··· Given text ···
Then what of coherence? The most ready measure of incoherence would be some sort of disconnect or contradiction between elements of political ecology. Here the proof would be in the pudding of actual political ecology research, but there are promising indications that, at least in intent, political ecology aims for coherence. One key example is that of spatial scale, where from the most local form of environmental change to the most global political-economic process, political ecology strives for connection—see for instance the classic example of land degradation cited by Bryant (1998, 83).

The above is just a start on assessing inclusivity and coherence in political ecology. But hopefully we see the opportunity and challenge of formal, explicit environmental theory, where an intellectual movement of scholars can collaborate to stretch theory to become more inclusive, and to weave theory to become more coherent. The two goals of good theory challenge each other: as more disciplines and realities are included in environmental theory it becomes harder to bring them together in a coherent manner, yet as a theory becomes more and more coherent the compellingness of the idea may well overrule reality!—much as approaching environmental theory as a Just-So Story. In my estimate, political ecology has done a pretty good job of both, but the dated reviews included in our readings suggest its growing pains in moving toward these goals.

Implicit theory: Incrementalism

Perhaps of far more interest and import, environmental theory sneaks around in a variety of implicit forms. The one I want to use an an example here is incrementalism, a theory of change which presumes that small steps can lead to big outcomes. In the EcoTypes Change axis, incremental change is contrasted with radical change, which presumes that small steps are basically a feel-good waste of time. These are by no means sufficient definitions of incremental vs. radical change, but they do illuminate a prevalent sense in environmental practice that the little things we each do can add up to something much bigger.

How diffuse is incrementalism as an environmental theory around us? Try, for instance, a Google search for “simple things environment” and you will see a plethora of lists: the top ones just now include “50 Ways to Help the Planet,” “40 Unexpected Ways You Can Help the Environment Right Now,” and “8 Simple Ways to Help the Environment.” None of these use the word incrementalism!: that is our word to describe a key guiding assumption—along with individual-scale action, which we’ll soon see is not necessarily the same.
··· Stored records ···
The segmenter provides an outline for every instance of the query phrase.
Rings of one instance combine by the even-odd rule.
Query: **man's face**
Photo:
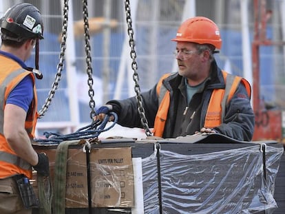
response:
[[[180,75],[193,80],[199,77],[202,59],[194,43],[177,42],[176,55]]]

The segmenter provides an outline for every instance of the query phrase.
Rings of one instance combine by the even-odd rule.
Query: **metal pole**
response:
[[[78,126],[79,125],[79,107],[78,102],[78,96],[76,87],[77,84],[74,83],[77,80],[76,72],[75,67],[75,45],[74,45],[74,34],[72,28],[73,21],[73,7],[72,0],[69,0],[69,14],[68,21],[70,25],[67,27],[67,37],[66,41],[65,50],[65,63],[66,74],[68,90],[68,98],[70,105],[70,116],[72,126]],[[61,11],[63,11],[63,1],[61,1]]]
[[[193,17],[196,15],[196,0],[187,0],[184,7],[183,14],[181,17],[181,23],[187,19]],[[177,29],[178,27],[177,27]],[[177,30],[176,29],[176,30]],[[177,62],[174,58],[172,65],[172,72],[177,72]]]
[[[104,1],[104,18],[105,26],[110,26],[111,19],[111,8],[112,3],[110,0]],[[110,69],[109,69],[109,58],[110,58],[110,34],[111,27],[103,28],[103,65],[102,71],[103,77],[103,103],[105,103],[109,100],[109,83],[110,81]]]
[[[248,60],[251,58],[251,45],[249,30],[249,13],[248,13],[249,0],[241,1],[241,19],[242,19],[242,63],[244,67],[244,76],[251,83],[253,84],[252,63]]]

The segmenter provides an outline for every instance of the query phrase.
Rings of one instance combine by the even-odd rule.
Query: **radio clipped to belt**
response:
[[[16,175],[14,178],[25,208],[39,207],[39,200],[34,194],[29,179],[23,175]]]

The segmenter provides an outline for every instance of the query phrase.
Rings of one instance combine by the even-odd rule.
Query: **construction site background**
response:
[[[0,15],[11,6],[31,3],[42,12],[44,38],[40,43],[39,67],[43,79],[38,80],[39,108],[45,103],[58,72],[63,31],[63,0],[2,0]],[[204,16],[219,26],[222,47],[215,58],[222,69],[242,76],[253,84],[253,66],[260,65],[258,111],[285,109],[284,46],[285,1],[260,1],[266,3],[266,39],[278,44],[260,45],[258,61],[253,60],[255,41],[254,1],[251,0],[131,0],[131,23],[140,90],[153,87],[160,76],[177,70],[173,51],[180,24],[194,16]],[[89,0],[88,21],[95,109],[110,99],[135,95],[125,6],[123,0]],[[67,133],[91,122],[86,36],[84,36],[83,1],[68,1],[68,27],[65,64],[59,87],[45,116],[39,120],[37,134],[49,130]],[[66,9],[66,8],[65,8]],[[262,19],[262,17],[260,17]],[[262,28],[262,26],[260,26]],[[201,29],[201,30],[203,30]],[[27,62],[34,67],[34,56]],[[255,92],[253,91],[253,96]],[[285,119],[283,119],[284,120]],[[284,125],[282,120],[282,127]],[[260,122],[260,121],[257,121]],[[123,129],[123,128],[122,128]],[[118,133],[128,133],[117,128]],[[122,130],[123,130],[122,132]],[[132,134],[143,135],[140,129]],[[135,132],[134,132],[135,131]],[[116,135],[110,132],[111,135]]]

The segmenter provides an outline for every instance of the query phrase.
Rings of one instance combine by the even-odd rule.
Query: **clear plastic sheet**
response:
[[[155,151],[142,160],[145,213],[272,213],[284,149],[264,145],[264,168],[262,145],[189,156],[158,151],[161,207]]]

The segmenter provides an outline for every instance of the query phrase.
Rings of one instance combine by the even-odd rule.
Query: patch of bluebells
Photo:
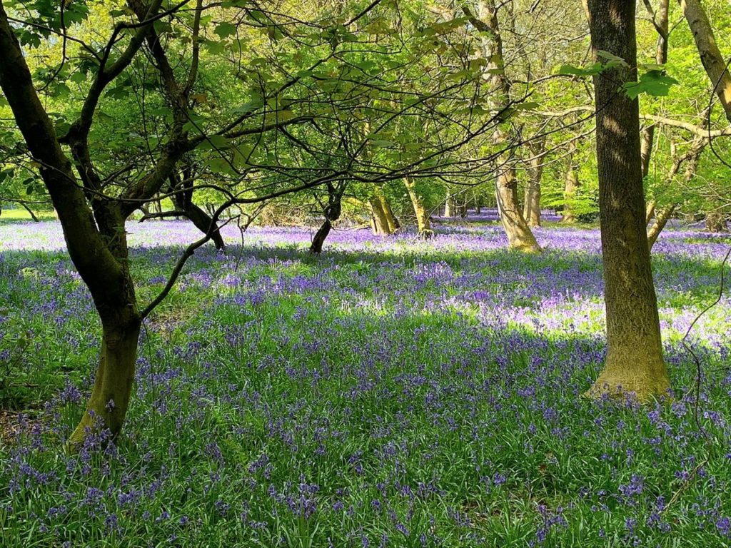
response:
[[[548,251],[526,257],[491,220],[427,242],[336,231],[317,259],[307,230],[239,248],[225,227],[229,254],[199,250],[143,330],[118,445],[94,431],[75,454],[60,447],[91,387],[93,305],[58,225],[0,225],[1,326],[32,329],[26,365],[49,379],[0,444],[3,546],[728,544],[728,297],[691,340],[710,441],[679,343],[726,247],[678,230],[654,249],[674,399],[589,403],[598,233],[538,229]],[[129,229],[145,300],[198,235]]]

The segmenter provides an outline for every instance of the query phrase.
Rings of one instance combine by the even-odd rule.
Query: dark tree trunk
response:
[[[141,45],[140,42],[137,44]],[[125,63],[131,61],[135,51],[129,50],[117,58],[115,63],[121,67],[119,71]],[[124,221],[137,208],[137,199],[148,199],[158,191],[169,176],[168,170],[182,154],[182,149],[176,143],[169,142],[157,168],[145,180],[144,186],[129,189],[124,199],[100,199],[95,194],[85,191],[100,183],[94,170],[89,169],[86,142],[95,103],[92,102],[91,110],[82,113],[66,136],[80,181],[36,92],[2,2],[0,88],[30,153],[37,159],[40,175],[64,230],[69,254],[89,289],[103,328],[99,366],[87,412],[72,435],[69,445],[78,446],[91,431],[88,427],[96,424],[108,429],[113,438],[121,429],[132,393],[141,322],[127,261]],[[94,89],[100,94],[103,85]],[[93,91],[89,92],[88,98],[93,98]]]
[[[657,241],[657,237],[660,235],[660,232],[662,232],[665,225],[667,224],[667,221],[670,221],[675,210],[675,205],[670,204],[658,212],[657,216],[655,217],[655,222],[652,224],[652,226],[647,231],[647,243],[648,246],[650,246],[651,251],[652,251],[652,246]]]
[[[594,79],[607,357],[589,394],[632,392],[645,401],[665,395],[670,380],[645,232],[639,106],[617,91],[637,79],[635,3],[588,4],[595,56],[606,51],[630,67],[606,69]]]
[[[379,189],[376,189],[375,195],[371,198],[370,202],[374,234],[379,236],[393,234],[397,228],[396,221],[386,197]]]
[[[340,218],[345,187],[345,183],[339,183],[337,186],[332,183],[327,185],[327,205],[325,207],[325,211],[322,212],[325,221],[315,232],[314,237],[312,238],[312,243],[310,244],[310,253],[316,254],[322,253],[322,244],[325,243],[325,239],[333,228],[333,223]]]

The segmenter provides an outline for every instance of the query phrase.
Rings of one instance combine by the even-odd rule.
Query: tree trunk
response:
···
## Directions:
• A. In the passage on environmental theory, restate the part from "How diffuse is" up to and including "necessarily the same.", swapping "plethora" for "profusion".
• B. According to the passage on environmental theory, what does radical change presume about small steps?
• C. Carry on the passage on environmental theory from the point at which it stops.

## Outputs for the tasks:
• A.
How diffuse is incrementalism as an environmental theory around us? Try, for instance, a Google search for “simple things environment” and you will see a profusion of lists: the top ones just now include “50 Ways to Help the Planet,” “40 Unexpected Ways You Can Help the Environment Right Now,” and “8 Simple Ways to Help the Environment.” None of these use the word incrementalism!: that is our word to describe a key guiding assumption—along with individual-scale action, which we’ll soon see is not necessarily the same.

• B. It presumes that small steps are basically a feel-good waste of time.

• C.
As assembled onto the EcoTypes Action theme, incrementalism (i.e., the Change axis) is closely tied to, but conceptually distinct from, other axes. In particular, it can seem that incremental action is done by individuals whereas radical action requires institutional change; but this conflates the Action theme with the Social Scale theme. In fact, one of the most highly cited examples of incrementalism is a paper on (largely) institutional action toward climate policy titled “Stabilization wedges: Solving the climate problem for the next 50 years with current technologies” (Pacala and Socolow 2004). Cited over 3000 times at present, the gist of their argument is that, as their abstract begins, “Humanity already possesses the fundamental scientific, technical, and industrial know-how to solve the carbon and climate problem for the next half-century” (p. 968). 

Their incrementalist approach uses the notion of wedges: relatively small reductions in fossil fuel emissions—e.g.., vehicle fuel efficiency, building energy efficiency, coal plant efficiency, carbon capture, nuclear and alternative fuel use—that cumulatively amount to the large reductions we need. As their abstract concludes:

Although no element is a credible candidate for doing the entire job (or even half the job) by itself, the portfolio as a whole is large enough that not every element has to be used (p. 968).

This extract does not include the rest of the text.